■ GIVEN PASSAGE:

** START **

Options

Verica Write Operation from Spark not working

Hi Team,

I want to write a data frame in vertica table through spark. I have the following options:

1: Using Spark Vertica connector I get the error :
py4j.protocol.Py4JJavaError: An error occurred while calling o132.save.
java.lang.NoSuchMethodError: java.lang.String.isBlank()Z
This can be due to the version im using , my versions are :
Spark : Spark 3.3.1
Vertica : Vertica Analytic Database v9.2.1-28
Java : openjdk version "1.8.0_372"

2: Using JDBC : I tried with many JDBC drivers Im always able to read the table but when I perform the write operation it gives me error :
java.sql.SQLFeatureNotSupportedException: [Vertica]JDBC Driver does not support this optional feature.

** END **

■ STATED TASK A: Please reproduce the portion of the Vertica forum post starting at "I want to write" and ending at "this optional feature.".

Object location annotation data
** START **

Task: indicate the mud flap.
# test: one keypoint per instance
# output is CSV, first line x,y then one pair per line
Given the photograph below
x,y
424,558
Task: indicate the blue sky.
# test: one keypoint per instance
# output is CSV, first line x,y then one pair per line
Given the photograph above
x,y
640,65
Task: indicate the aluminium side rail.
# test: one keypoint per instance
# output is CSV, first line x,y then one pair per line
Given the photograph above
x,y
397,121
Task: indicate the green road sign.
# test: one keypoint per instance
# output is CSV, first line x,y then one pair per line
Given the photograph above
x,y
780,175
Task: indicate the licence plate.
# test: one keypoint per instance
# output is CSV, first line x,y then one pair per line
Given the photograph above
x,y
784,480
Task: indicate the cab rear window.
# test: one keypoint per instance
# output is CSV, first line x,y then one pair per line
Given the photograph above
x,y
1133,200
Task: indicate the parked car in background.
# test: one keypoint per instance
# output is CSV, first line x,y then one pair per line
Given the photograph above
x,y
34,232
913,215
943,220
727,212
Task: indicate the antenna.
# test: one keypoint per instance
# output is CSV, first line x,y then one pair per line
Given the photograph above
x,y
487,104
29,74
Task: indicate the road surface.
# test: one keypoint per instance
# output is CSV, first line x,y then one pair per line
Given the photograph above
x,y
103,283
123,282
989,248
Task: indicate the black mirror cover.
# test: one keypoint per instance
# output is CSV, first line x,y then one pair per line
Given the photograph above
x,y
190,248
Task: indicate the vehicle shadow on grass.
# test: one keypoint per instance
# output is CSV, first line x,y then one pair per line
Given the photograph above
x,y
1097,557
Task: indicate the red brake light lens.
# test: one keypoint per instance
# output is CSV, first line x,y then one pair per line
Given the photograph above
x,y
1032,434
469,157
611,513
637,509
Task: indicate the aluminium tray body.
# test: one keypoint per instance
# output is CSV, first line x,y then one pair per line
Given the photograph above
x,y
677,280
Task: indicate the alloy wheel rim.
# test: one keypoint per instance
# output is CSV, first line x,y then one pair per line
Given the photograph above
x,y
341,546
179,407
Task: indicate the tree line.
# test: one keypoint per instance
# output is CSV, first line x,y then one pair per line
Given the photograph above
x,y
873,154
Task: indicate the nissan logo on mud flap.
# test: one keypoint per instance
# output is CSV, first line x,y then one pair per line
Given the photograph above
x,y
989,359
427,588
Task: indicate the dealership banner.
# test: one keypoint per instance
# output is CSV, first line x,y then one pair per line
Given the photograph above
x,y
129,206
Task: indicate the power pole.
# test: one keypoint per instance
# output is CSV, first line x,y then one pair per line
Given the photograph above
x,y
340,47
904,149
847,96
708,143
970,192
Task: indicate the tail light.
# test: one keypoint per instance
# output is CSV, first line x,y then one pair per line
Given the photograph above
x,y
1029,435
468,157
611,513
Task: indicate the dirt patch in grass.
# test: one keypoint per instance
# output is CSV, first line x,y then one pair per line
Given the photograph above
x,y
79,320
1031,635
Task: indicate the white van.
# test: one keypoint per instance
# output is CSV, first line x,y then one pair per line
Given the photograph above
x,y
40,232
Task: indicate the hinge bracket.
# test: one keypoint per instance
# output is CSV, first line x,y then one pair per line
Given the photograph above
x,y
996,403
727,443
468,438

** END **

■ STATED TASK B: Find each line in the rows that contains the string "grass". Matching is case-sensitive.

■ TASK RESPONSE A:
I want to write a data frame in vertica table through spark. I have the following options:

1: Using Spark Vertica connector I get the error :
py4j.protocol.Py4JJavaError: An error occurred while calling o132.save.
java.lang.NoSuchMethodError: java.lang.String.isBlank()Z
This can be due to the version im using , my versions are :
Spark : Spark 3.3.1
Vertica : Vertica Analytic Database v9.2.1-28
Java : openjdk version "1.8.0_372"

2: Using JDBC : I tried with many JDBC drivers Im always able to read the table but when I perform the write operation it gives me error :
java.sql.SQLFeatureNotSupportedException: [Vertica]JDBC Driver does not support this optional feature.

■ TASK RESPONSE B:
Task: indicate the vehicle shadow on grass.
Task: indicate the dirt patch in grass.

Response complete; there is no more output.